**İncelenen Metin**
===============
Üsküdar Üniversitesi NP Etiler Tıp Merkezi Uzman Klinik Psikolog Serkan Elçi, babanın ailedeki rolünü ve çocuğun gelişimi üzerindeki önemini anlattı.
Çocuğun ilk modeli: Anne ve baba
Çocuğun hayatında ilk örnek aldığı kişilerin anne ve babası olduğunu söyleyen Elçi, çocuğun ebeveynlerini taklit ettiğini ve onlar gibi olmaya gayret gösterdiğini ifade etti. Uzman Klinik Psikolog Serkan Elçi, şunları söyledi:
“Evde sorunlar karşısında şiddete uğrayan bir anne varsa eğer, erkek çocuk da sorun çözme yönteminin bu şekilde olduğunu öğrenir ve kendi kurmuş olduğu ailesinde de benzer şekilde davranışlar sergileyebilir. Kız çocuk için ise erkeklerin güvenilmez, zarar verici bir cinsiyet olarak algılanabilir, adil dünyaya karşı olan temel güvenini yitirmesine neden olabilir. Babadan göremediği sevgi ve şefkati görmek için, kendinden yaşça büyük kişilerle duygusal ilişki kurarak sağlamaya yönelebilir. Koruyan, kollayan, gücünü şiddet ile gösteren değil de, sevgi ile perçinleyen bir babanın evlatları da kendi kuracakları yuvada benzerlerini gösterecektir. Bu da aslında dünyanın daha yaşanılabilir olmasında biz ebeveynlerin rolünün ne kadar büyük olduğunu göstermektedir.”
Çocuk, dış dünyayı ilk kez babası ile fark ediyor
Bebeğin dünyada bir başkasının da olduğunu fark ettiği ilk kişinin “baba” olduğunu belirten Serkan Elçi, “Çoğunlukla bu anne olarak bilinir fakat bebek kendisi ile annesini bir ‘bütün’ olarak görür. Dolayısıyla babanın aktif varlığı, dış dünyaya karşı ilk tanışmayı, haliyle dünyanın güvenilecek bir yer olduğunu ona gösterir. Diğer insanların varlığı, babadan almış olduğu sevgi, olumlu iletişim ve koşulsuz kabulle paraleldir” dedi.
===============
Babanın rolünü konu alan metinde, diğer insanların varlığının paralel olduğu söylenen ve çocuğun babadan aldığı belirtilen şeylerin tümünü sıralayınız.

[Bir veri kaynağından alınan kayıtlar]
===============
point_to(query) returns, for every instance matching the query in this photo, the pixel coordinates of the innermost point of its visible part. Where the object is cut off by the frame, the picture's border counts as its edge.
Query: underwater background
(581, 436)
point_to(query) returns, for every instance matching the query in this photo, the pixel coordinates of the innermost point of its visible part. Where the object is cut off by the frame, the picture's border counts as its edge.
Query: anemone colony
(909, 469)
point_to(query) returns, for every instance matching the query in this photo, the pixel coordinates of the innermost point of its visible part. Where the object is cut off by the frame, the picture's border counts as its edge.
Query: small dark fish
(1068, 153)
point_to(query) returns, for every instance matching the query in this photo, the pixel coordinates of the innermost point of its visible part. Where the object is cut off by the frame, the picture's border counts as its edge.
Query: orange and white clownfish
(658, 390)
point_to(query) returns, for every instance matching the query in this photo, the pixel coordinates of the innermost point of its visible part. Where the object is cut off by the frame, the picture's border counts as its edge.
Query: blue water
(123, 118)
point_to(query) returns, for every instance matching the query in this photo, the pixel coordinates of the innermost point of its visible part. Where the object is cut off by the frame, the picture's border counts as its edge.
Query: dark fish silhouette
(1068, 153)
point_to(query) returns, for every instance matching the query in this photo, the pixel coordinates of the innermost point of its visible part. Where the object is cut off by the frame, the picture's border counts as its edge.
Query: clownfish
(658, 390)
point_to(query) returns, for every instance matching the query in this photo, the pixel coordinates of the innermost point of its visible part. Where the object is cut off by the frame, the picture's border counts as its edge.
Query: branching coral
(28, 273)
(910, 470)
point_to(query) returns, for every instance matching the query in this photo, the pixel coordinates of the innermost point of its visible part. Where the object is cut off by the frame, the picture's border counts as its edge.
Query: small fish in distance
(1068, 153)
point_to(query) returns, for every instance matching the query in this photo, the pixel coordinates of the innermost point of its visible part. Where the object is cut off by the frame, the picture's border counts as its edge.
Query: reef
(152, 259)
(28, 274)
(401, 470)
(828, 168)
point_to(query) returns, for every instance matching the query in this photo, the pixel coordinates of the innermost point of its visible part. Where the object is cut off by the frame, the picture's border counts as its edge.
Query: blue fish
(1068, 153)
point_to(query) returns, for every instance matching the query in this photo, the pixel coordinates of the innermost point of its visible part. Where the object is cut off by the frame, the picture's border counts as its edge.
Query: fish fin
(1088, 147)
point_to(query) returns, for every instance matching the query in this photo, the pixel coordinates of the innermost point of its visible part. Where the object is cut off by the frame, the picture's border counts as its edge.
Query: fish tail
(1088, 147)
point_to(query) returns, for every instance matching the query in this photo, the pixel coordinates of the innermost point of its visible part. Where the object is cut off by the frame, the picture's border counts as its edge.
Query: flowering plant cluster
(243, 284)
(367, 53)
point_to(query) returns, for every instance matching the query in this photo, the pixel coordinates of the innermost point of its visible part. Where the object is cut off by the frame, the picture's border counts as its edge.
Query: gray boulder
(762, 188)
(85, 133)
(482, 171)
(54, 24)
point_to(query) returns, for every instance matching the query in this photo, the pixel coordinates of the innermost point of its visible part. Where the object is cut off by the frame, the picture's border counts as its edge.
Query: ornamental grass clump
===============
**Çıktı**
- Sevgi
- Olumlu iletişim
- Koşulsuz kabul